──────── VORLIEGENDER TEXTAUSZUG ────────
Für Kenner_innen der Szene ist das jedoch keineswegs überraschend. Rechte Hooliganstrukturen mit personellen Überschneidungen zur organisierten Neonaziszene sind bei der Eintracht seit über 30 Jahren fester Bestandteil der Fanszene, und das östliche Niedersachsen als Ganzes hat sich in den letzten zwei Jahrzehnten zu einer Region mit auffallend hoher Präsenz von rechten Kameradschaftsstrukturen entwickelt. Selbst ein Sprecher der Polizei sprach in einem Interview mit dem NDR davon, dass fast alles, was in der Broschüre zu lesen war, der Be­hörde seit langem bekannt sei, ebenso wie die Tatsache, dass es in der Braunschweiger Fan­szene etwa 20 bis 30 Angehörige der rechten Szene gäbe. Interessanterweise sprach Eintracht-Geschäftsführer Soeren Oliver Voigt ebenfalls gegenüber dem NDR von lediglich »maximal fünf, sechs, sieben Personen«. Der Verdacht liegt nahe, dass der Verein das Problem entweder unterschätzt oder aber kleinreden will.

Dass es ein Problem gibt, daran kann nach Lektüre der »kurvenlage«-Broschüre kein Zweifel bestehen. Über ein halbes Dutzend Fangruppierungen werden darin genannt und mehr als 20 Personen werden Verbindungen zur Neonaziszene nachgewiesen. Darüber hinaus werden für den Zeitraum seit 2007 mehr als 40 Vorfälle vom Rufen von Neonaziparolen über Einschüchterungsversuche bis hin zu körperlichen Angriffen auf Migrant_innen und Andersdenkende aufgelistet. Die Gruppennamen, die dabei fallen, sind immer wieder dieselben. Wo in der Braunschweiger Kurve das Problem zu suchen ist, lässt sich also eigentlich relativ genau lokalisieren.
────────
• AUFGABENSTELLUNG 1:
Beantworte die folgenden Fragen anhand des Textauszugs.
(a) Wie viele Angehörige der rechten Szene gibt es laut einem Polizeisprecher in der Braunschweiger Fanszene?
(b) Von wie vielen Personen sprach Eintracht-Geschäftsführer Soeren Oliver Voigt gegenüber dem NDR?
(c) Ab welchem Jahr listet die »kurvenlage«-Broschüre Vorfälle auf?
──────── BEREITGESTELLTES MATERIAL ────────
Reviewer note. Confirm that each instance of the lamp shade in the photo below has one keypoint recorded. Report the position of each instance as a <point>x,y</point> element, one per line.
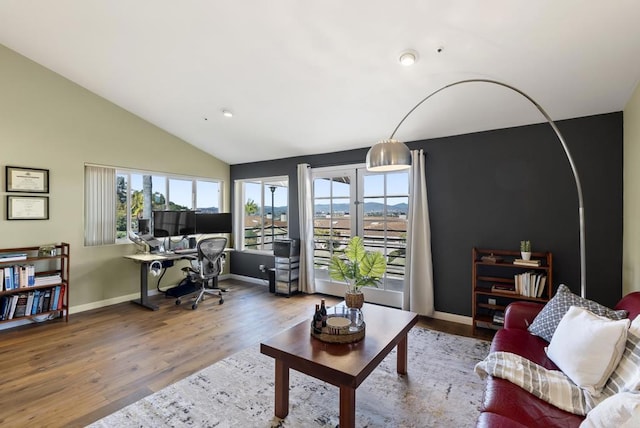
<point>388,155</point>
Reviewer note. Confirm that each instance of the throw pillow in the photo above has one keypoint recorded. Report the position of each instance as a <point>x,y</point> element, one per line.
<point>588,347</point>
<point>620,411</point>
<point>626,377</point>
<point>544,325</point>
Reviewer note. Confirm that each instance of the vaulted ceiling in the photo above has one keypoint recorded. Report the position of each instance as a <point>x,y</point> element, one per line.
<point>306,77</point>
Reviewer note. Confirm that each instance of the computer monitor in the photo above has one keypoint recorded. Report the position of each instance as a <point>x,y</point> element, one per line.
<point>173,223</point>
<point>214,223</point>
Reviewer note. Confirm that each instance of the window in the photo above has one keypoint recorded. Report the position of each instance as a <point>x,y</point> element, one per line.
<point>264,204</point>
<point>351,201</point>
<point>137,194</point>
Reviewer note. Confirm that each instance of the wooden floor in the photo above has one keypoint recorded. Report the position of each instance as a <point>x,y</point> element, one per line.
<point>61,374</point>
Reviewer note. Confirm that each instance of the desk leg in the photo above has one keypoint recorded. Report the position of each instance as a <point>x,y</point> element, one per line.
<point>282,389</point>
<point>347,407</point>
<point>402,356</point>
<point>144,298</point>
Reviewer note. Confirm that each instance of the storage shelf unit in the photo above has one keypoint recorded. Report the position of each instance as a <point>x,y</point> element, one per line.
<point>287,272</point>
<point>32,277</point>
<point>494,284</point>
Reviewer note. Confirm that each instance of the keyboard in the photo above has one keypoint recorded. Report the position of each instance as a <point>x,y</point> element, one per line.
<point>185,251</point>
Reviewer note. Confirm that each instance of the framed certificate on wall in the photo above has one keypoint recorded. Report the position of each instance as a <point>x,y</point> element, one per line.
<point>27,180</point>
<point>27,207</point>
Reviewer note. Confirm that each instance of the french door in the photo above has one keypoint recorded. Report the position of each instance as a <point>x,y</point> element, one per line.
<point>351,201</point>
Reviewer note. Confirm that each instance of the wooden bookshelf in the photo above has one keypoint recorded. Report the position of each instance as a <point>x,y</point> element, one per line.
<point>35,283</point>
<point>494,284</point>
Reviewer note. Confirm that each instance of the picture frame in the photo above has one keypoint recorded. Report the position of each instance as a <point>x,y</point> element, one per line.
<point>26,180</point>
<point>27,207</point>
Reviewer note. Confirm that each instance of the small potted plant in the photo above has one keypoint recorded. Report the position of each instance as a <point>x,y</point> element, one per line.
<point>358,268</point>
<point>525,250</point>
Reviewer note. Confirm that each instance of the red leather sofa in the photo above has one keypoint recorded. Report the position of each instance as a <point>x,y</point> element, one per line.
<point>507,405</point>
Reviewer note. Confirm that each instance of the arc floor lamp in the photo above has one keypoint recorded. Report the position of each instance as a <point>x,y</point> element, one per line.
<point>391,154</point>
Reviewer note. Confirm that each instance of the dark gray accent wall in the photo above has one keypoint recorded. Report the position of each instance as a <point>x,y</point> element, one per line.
<point>493,189</point>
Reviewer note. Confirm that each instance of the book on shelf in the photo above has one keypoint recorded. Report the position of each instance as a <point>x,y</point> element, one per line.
<point>503,289</point>
<point>491,258</point>
<point>63,289</point>
<point>8,278</point>
<point>30,297</point>
<point>55,295</point>
<point>21,305</point>
<point>14,304</point>
<point>5,303</point>
<point>523,262</point>
<point>46,301</point>
<point>36,302</point>
<point>11,257</point>
<point>47,279</point>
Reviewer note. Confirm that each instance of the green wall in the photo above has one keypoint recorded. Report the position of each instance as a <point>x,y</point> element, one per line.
<point>48,122</point>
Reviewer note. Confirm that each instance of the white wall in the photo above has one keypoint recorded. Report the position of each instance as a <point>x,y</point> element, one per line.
<point>49,122</point>
<point>631,233</point>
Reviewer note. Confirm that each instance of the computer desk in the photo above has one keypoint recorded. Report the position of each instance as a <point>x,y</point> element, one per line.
<point>145,260</point>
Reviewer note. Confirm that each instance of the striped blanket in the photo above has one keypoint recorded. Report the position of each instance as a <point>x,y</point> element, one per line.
<point>552,386</point>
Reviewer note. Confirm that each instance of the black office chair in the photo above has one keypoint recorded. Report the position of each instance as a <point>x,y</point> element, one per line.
<point>206,268</point>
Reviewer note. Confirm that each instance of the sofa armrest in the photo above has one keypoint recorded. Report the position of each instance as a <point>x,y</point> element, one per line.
<point>521,314</point>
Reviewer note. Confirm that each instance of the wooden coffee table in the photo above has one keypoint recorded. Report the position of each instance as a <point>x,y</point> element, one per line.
<point>343,365</point>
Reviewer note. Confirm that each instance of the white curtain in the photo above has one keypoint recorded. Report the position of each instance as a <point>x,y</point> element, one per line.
<point>418,290</point>
<point>100,205</point>
<point>305,216</point>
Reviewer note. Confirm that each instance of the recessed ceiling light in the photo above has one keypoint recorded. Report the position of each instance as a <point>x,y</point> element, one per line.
<point>408,57</point>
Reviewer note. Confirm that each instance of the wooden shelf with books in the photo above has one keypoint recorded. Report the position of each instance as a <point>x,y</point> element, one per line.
<point>35,283</point>
<point>500,277</point>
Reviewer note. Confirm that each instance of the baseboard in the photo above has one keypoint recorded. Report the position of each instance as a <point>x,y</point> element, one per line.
<point>261,281</point>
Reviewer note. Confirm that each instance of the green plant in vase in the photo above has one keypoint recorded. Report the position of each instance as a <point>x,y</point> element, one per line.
<point>358,268</point>
<point>525,250</point>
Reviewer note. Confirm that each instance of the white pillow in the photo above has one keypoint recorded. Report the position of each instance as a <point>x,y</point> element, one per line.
<point>626,376</point>
<point>588,347</point>
<point>620,410</point>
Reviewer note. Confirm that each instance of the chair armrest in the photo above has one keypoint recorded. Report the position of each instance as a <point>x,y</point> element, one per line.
<point>521,314</point>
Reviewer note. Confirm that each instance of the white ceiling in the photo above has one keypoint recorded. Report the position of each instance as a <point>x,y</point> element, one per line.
<point>305,77</point>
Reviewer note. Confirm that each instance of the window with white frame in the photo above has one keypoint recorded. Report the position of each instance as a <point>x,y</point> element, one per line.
<point>135,195</point>
<point>349,201</point>
<point>264,205</point>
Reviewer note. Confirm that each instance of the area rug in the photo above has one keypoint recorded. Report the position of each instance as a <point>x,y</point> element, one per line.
<point>440,390</point>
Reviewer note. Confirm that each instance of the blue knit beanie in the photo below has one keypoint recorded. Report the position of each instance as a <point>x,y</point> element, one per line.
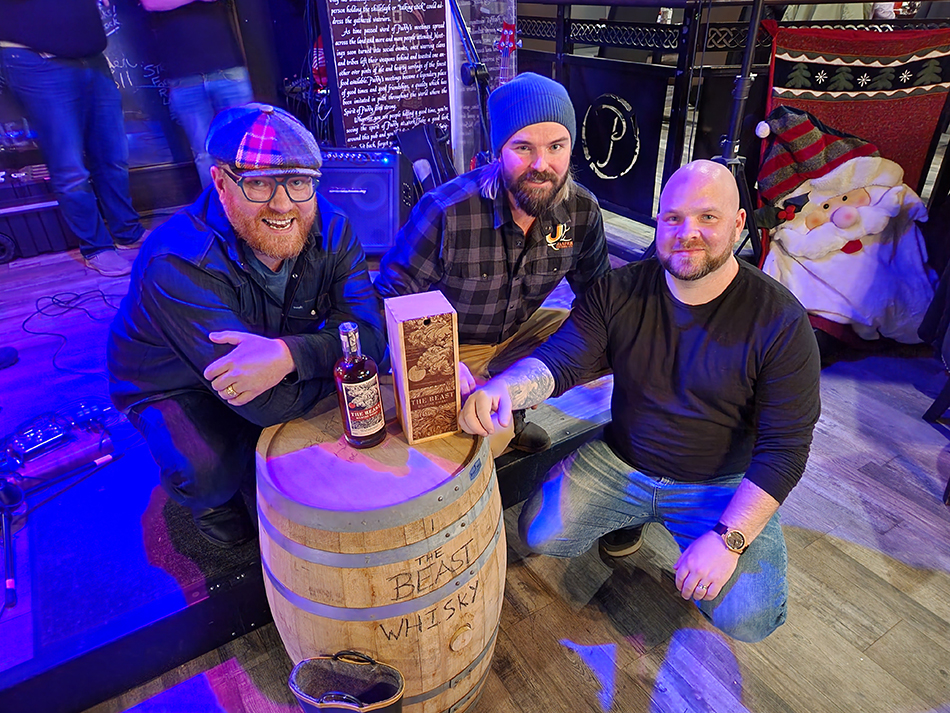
<point>528,99</point>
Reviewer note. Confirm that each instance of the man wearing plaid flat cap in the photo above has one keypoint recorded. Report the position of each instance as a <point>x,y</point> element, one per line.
<point>230,324</point>
<point>496,241</point>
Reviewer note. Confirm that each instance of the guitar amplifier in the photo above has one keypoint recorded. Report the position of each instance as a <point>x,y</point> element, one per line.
<point>374,187</point>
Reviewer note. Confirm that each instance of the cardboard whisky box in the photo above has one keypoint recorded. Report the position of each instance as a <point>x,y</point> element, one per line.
<point>423,347</point>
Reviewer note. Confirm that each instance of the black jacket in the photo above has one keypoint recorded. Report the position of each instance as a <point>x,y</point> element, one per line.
<point>191,278</point>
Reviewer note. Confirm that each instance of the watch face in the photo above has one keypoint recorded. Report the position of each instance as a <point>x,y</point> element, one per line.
<point>735,540</point>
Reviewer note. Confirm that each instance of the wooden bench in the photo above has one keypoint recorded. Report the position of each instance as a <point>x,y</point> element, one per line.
<point>570,420</point>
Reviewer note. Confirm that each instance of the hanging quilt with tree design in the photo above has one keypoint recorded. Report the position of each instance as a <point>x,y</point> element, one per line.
<point>886,87</point>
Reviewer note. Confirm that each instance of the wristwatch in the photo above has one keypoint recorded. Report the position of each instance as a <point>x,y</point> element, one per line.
<point>734,540</point>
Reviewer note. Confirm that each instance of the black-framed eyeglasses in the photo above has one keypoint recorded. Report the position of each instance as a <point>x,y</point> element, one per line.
<point>262,189</point>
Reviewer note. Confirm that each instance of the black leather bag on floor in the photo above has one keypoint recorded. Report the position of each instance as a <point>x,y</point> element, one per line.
<point>347,682</point>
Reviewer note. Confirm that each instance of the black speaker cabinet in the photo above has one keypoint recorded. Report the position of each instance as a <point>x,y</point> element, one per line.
<point>30,219</point>
<point>374,187</point>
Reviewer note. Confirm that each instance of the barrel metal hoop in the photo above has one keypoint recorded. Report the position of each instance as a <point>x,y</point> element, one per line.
<point>344,560</point>
<point>382,518</point>
<point>387,611</point>
<point>457,679</point>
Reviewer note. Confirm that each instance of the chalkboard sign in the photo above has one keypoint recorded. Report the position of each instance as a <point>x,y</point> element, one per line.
<point>387,66</point>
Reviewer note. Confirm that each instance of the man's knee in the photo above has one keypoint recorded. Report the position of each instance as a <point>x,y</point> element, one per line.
<point>750,625</point>
<point>541,529</point>
<point>203,450</point>
<point>201,480</point>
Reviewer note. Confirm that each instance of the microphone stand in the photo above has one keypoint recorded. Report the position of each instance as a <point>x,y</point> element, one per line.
<point>730,157</point>
<point>474,72</point>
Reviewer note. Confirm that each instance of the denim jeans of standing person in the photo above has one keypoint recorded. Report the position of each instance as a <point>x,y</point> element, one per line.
<point>75,109</point>
<point>593,492</point>
<point>196,99</point>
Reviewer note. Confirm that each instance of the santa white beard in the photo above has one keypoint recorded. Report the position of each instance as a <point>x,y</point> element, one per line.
<point>881,288</point>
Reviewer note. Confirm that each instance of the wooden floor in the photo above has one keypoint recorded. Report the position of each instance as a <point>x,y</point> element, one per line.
<point>869,568</point>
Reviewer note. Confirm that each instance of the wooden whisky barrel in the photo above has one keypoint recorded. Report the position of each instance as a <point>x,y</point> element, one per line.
<point>396,551</point>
────────
• AUFGABENSTELLUNG 2:
Führe jede Zeile der Datensätze auf, in der das Wort „lamp“ vorkommt.

• AUSGABE 1:
(a) Etwa 20 bis 30 Angehörige.
(b) Von »maximal fünf, sechs, sieben Personen«.
(c) Ab 2007.

• AUSGABE 2:
Reviewer note. Confirm that each instance of the lamp shade in the photo below has one keypoint recorded. Report the position of each instance as a <point>x,y</point> element, one per line.
Reviewer note. Confirm that each instance of the arc floor lamp in the photo above has one keypoint recorded. Report the position of each instance as a <point>x,y</point> element, one per line.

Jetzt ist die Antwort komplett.